A questi criteri si è sostanzialmente attenuta la sentenza impugnata laddove ha affermato che le soste voluttuarie di pochi minuti, insuscettibili di modificare le condizioni di rischio, non escludono la tutela dell’infortunio in itinere; ciò a riprova che i principi enunciati dalla corte costituzionale, con rinvio alla giurisprudenza di legittimità, rispondono a valori insiti e diffusi dell’ordinamento, percepiti anche dalla sentenza impugnata. Il primo motivo di ricorso, secondo cui sarebbe determinante solo lo spostamento in occasione di lavoro, ed irrilevanti le circostanze di questo, quali la interruzione non necessitata, non ha fondamento giuridico, alla luce dei principi sopra riportati.

Con il secondo motivo, deducendo omessa, insufficiente e contraddittoria motivazione su punto decisivo della controversia (art. 360 c.p.c., nn. 3 e 5), il ricorrente contesta la valutazione della sentenza impugnata circa la durata della sosta. Rileva che il turno di lavoro è cessato alle ore 21 ed il sinistro, come risulta dal verbale della polizia, si è verificato alle ore 22. Ove si consideri che, finito il turno, il N. si è dovuto recare dal reparto agli spogliatoi per cambiarsi, quindi andare a piedi all’uscita della fabbrica, prendere la vettura dal posteggio e poi compiere il tragitto, la fermata al bar sarebbe stata di breve durata e tale da non modificare il rischio stradale. Contesta altresì la presunzione di aggravamento del rischio su cui si fonda la decisione della Corte, perché al contrario sarebbe notorio che più ci si avvicina all’ora notturna, più il traffico tende a diminuire e non ad aumentare.

» Dati forniti
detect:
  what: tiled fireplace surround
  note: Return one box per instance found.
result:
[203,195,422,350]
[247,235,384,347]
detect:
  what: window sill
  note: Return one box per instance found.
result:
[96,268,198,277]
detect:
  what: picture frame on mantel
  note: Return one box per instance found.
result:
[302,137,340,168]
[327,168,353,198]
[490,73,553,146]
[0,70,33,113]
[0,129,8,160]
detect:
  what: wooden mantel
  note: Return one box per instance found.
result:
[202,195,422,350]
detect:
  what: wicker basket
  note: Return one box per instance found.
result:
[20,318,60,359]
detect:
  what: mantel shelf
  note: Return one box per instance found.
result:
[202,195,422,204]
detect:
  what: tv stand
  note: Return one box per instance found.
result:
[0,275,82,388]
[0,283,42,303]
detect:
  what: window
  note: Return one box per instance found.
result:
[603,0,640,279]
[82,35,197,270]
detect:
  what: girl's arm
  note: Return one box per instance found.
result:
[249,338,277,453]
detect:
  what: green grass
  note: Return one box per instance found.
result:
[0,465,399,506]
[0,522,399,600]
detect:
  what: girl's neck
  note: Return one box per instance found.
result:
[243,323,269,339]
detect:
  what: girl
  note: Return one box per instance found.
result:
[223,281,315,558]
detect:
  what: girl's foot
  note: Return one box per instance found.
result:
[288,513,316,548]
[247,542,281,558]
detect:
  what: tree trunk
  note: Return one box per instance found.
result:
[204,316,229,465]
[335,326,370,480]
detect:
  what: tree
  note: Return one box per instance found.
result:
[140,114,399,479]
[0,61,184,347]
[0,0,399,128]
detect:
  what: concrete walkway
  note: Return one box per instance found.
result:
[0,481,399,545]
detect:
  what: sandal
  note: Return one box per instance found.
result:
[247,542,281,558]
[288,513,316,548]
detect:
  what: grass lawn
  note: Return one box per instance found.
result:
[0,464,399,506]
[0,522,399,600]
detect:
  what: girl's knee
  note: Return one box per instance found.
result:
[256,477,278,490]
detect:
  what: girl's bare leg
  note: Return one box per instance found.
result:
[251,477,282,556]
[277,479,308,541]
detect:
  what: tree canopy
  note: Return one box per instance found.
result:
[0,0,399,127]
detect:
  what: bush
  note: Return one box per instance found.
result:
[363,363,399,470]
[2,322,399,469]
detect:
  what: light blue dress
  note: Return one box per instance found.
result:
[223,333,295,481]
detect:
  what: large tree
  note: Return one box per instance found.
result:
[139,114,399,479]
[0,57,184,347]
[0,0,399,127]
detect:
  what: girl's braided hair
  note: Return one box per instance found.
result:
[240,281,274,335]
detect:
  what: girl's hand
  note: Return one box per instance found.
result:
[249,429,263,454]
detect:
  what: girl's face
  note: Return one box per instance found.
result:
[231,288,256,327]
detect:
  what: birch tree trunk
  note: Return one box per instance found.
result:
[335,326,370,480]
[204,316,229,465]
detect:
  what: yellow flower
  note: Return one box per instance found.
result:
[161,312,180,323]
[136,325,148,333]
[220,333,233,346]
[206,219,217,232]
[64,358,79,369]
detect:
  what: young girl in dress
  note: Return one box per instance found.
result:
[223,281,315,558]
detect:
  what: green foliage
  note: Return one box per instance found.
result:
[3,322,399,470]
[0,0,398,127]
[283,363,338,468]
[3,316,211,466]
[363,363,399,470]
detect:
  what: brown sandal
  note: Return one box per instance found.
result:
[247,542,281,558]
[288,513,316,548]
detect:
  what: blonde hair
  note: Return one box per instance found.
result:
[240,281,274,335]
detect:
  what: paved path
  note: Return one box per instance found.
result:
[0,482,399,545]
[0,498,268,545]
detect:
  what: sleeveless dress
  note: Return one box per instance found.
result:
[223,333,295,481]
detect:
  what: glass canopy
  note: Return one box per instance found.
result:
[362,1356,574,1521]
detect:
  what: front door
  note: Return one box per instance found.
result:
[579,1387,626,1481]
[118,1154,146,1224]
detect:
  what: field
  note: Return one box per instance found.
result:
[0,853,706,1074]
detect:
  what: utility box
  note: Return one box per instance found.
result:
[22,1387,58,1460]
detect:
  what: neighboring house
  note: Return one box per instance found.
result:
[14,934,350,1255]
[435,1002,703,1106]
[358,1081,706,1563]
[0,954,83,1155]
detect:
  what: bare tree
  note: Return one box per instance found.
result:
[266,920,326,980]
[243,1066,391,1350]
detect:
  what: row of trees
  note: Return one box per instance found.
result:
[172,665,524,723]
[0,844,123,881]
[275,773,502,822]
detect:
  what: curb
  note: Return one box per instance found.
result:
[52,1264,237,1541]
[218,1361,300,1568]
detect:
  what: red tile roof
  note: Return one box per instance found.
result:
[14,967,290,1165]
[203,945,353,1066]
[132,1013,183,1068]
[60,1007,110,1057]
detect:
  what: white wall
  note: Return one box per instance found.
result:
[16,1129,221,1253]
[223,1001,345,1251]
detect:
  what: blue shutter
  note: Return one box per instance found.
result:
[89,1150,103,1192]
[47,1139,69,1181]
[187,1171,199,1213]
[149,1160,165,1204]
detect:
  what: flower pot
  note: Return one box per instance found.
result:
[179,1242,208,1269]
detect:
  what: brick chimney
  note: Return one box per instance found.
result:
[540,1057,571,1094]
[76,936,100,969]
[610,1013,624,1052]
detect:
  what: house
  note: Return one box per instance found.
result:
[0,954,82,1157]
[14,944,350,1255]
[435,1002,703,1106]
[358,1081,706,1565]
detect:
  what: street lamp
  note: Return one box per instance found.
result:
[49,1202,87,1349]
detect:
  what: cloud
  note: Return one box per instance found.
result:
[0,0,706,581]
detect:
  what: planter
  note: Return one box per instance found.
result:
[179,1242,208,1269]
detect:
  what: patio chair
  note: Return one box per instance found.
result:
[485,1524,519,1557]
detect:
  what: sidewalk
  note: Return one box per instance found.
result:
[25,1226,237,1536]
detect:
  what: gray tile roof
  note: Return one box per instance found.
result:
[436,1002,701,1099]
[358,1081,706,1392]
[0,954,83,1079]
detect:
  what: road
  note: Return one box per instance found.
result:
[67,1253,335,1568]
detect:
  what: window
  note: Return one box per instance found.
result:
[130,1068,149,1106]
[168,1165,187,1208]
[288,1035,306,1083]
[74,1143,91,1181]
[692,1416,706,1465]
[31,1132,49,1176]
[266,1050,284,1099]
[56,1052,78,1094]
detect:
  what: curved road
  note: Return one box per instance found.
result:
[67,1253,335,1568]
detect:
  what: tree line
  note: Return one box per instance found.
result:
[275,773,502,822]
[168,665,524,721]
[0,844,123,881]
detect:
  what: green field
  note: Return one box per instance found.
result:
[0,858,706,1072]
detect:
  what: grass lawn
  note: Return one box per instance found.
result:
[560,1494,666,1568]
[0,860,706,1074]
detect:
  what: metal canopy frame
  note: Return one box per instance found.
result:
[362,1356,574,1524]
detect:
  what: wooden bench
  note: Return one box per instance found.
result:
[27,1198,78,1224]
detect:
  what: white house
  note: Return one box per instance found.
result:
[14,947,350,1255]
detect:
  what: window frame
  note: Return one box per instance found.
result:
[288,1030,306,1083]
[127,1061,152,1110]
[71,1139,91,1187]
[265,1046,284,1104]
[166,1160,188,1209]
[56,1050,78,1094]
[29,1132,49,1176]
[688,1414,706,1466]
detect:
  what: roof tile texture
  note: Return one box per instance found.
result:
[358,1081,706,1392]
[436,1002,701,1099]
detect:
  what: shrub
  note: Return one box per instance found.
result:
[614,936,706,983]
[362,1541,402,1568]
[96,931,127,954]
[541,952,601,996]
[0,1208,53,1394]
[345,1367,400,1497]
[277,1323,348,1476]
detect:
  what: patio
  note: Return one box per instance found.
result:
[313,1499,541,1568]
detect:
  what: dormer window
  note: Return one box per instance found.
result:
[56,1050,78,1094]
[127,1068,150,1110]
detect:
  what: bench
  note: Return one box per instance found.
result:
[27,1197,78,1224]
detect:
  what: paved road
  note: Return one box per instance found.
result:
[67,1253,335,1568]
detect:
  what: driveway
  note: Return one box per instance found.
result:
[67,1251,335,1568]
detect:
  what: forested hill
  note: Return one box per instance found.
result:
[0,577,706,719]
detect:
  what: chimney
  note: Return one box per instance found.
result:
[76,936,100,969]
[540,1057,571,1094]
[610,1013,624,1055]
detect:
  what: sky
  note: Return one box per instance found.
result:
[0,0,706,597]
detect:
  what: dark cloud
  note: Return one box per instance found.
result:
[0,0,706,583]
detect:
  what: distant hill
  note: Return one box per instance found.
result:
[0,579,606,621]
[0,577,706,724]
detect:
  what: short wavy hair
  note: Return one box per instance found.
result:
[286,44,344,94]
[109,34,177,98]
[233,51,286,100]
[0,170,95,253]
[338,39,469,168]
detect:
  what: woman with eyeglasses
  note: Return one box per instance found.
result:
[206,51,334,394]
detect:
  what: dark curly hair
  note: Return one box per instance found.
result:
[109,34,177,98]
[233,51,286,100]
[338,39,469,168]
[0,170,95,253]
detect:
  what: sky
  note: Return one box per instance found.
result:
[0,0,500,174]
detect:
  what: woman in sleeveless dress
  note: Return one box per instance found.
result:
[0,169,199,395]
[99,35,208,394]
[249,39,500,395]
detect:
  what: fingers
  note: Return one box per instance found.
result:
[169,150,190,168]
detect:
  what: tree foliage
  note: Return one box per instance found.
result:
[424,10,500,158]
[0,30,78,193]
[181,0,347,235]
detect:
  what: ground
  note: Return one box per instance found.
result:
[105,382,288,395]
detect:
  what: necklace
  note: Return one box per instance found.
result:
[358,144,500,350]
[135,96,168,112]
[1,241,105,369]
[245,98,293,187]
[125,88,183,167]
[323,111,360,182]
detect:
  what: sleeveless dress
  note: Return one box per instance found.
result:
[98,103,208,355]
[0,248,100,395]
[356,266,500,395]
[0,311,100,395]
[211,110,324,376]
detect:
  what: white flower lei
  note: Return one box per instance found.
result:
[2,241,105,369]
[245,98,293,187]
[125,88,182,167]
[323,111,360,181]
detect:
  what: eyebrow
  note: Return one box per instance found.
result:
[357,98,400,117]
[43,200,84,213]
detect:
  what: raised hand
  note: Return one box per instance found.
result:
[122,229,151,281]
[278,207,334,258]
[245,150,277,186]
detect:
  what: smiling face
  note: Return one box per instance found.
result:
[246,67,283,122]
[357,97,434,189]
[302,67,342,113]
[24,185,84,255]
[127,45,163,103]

» Quesito
Riprenda il brano sull'infortunio in itinere e lo prosegua dal punto in cui si interrompe.

» Risultato
Il secondo motivo si risolve in una censura agli accertamenti di fatto della sentenza impugnata, relativi alla durata della sosta ed alle condizioni di rischio. Sul primo punto, la sentenza impugnata ha parlato di circa un’ora; i rilievi del ricorrente sui tempi dello spogliatoio e del verbale della polizia stradale intervenuta, costituiscono elementi di fatto che per la loro genericità non sono tali da inficiare la valutazione della sentenza impugnata. Il ricorrente non deduce di avere indicato al giudice del merito le dimensioni dell’azienda, i tempi di percorrenza a piedi, le distanze chilometriche (tenute presenti le contenute dimensioni spaziali della cittadina di Massa), tutti dati necessari per consentire a questa corte il sindacato sul vizio di motivazione dedotto.

Sul secondo punto, trattasi di valutazione di merito che non appare illogica, considerata l’ora tarda, dopo il tramonto.

Il ricorso deve essere pertanto respinto.

Nulla deve disporsi per le spese del presente giudizio ai sensi dell’art. 152 disp. att. c.p.c., nel testo anteriore a quello di cui al D.L. 30 settembre 2003, n. 269, art. 42, comma 11, convertito in L. 24 novembre 2003, n. 326, nella specie inapplicabile “ratione temporis”; infatti le limitazioni di reddito per la gratuità del giudizio introdotte da tale ultima norma non sono applicabili ai processi il cui ricorso introduttivo del giudizio sia stato depositato, come nella specie, anteriormente al 2 ottobre 2003 (data di entrata in vigore del predetto decreto legge) (Cass. 1 marzo 2004 n. 4165; Cass. 8 marzo 2004 n. 4657; Cass. 1 giugno 2005 n. 11687;

nello stesso senso, in motivazione, S.U. 24 febbraio 2005 n. 3814).

P.Q.M.
rigetta il ricorso. Nulla per le spese processuali del presente giudizio.

Così deciso in Roma, nella Camera di consiglio della Sezione Lavoro, il 17 aprile 2007.